• [To do]
**1.** Answer these questions from the passage on modeling human behavior for IoT:
(a) What example does it give of something with a closed form?
(b) Whose behavior has been modeled to streamline spacecraft and jet controls?
(c) What does Myth #4 claim?
**2.** In the passage on modeling human behavior for IoT, list each thing the opening paragraph asks how to model.

── Extract to read

With humans so integral to the Internet and IoT, we'd better understand ourselves in a scientific fashion. We simply haven't developed scientifically valid models. How do we model user behaviors? How do we model engineers' thought processes when they create these systems? How do we model the institutions created by humans that will operate in an IoT world? How do we model an adversary's mindset and behavior to protect such a potentially large attack surface?
The challenge here is that human behavior doesn't have a closed form like math. Encryption, for instance, has a nice, neat, closed form, in terms of how it describes a problem and how it provides a solution. Science is a good way to deal with systems -- like human behavior -- that don't have closed forms. I'm aware that astronaut and pilot behavior has been modeled to streamline spacecraft and jet controls. Digital advertising companies have done online human behavior monitoring for years, with some controversy over privacy issues. Biologists are modeling the behavior of cells. But in the broader, everyday realm of ordinary people, as they interact with IoT, we've only just begun.
I have called for the creation of public-private partnerships that can store and analyze cyber incidents to determine what happened. Human behavior clearly plays a significant role in these incidents and we need to understand that behavior and how to modify it in a scientifically valid manner because the attackers are very good scientists. They build models of how the world works and they incorporate feedback as to whether their techniques are working. We need to have the same sort of savvy.
Myth #4: Software security that works for IT will work for IoT.

────
── Information shown

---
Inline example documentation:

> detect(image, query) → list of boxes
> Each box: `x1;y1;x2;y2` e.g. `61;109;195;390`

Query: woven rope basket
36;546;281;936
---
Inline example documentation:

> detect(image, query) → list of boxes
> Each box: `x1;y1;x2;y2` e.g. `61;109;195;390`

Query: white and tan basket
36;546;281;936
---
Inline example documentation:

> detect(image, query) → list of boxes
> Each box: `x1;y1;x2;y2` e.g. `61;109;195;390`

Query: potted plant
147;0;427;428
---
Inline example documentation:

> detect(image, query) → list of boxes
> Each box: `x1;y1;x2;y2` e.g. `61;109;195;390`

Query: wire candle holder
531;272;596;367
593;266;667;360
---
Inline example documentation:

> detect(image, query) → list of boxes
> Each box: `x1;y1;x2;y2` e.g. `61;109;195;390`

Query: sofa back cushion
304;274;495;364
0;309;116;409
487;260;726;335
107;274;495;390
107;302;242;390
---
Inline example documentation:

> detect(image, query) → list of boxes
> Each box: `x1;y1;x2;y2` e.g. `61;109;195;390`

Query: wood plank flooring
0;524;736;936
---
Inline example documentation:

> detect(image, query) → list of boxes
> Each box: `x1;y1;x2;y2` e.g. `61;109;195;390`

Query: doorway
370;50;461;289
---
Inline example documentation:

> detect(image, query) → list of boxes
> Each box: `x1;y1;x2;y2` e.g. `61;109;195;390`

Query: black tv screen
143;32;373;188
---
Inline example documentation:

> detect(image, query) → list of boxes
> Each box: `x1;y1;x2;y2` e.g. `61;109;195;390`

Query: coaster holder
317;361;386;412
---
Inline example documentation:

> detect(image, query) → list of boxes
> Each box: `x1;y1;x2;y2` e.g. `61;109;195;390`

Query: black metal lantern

────

• [Solutions per task]
**1.**
(a) Encryption.
(b) Astronaut and pilot behavior.
(c) Software security that works for IT will work for IoT.

**2.**
- User behaviors
- Engineers' thought processes when they create these systems
- The institutions created by humans that will operate in an IoT world
- An adversary's mindset and behavior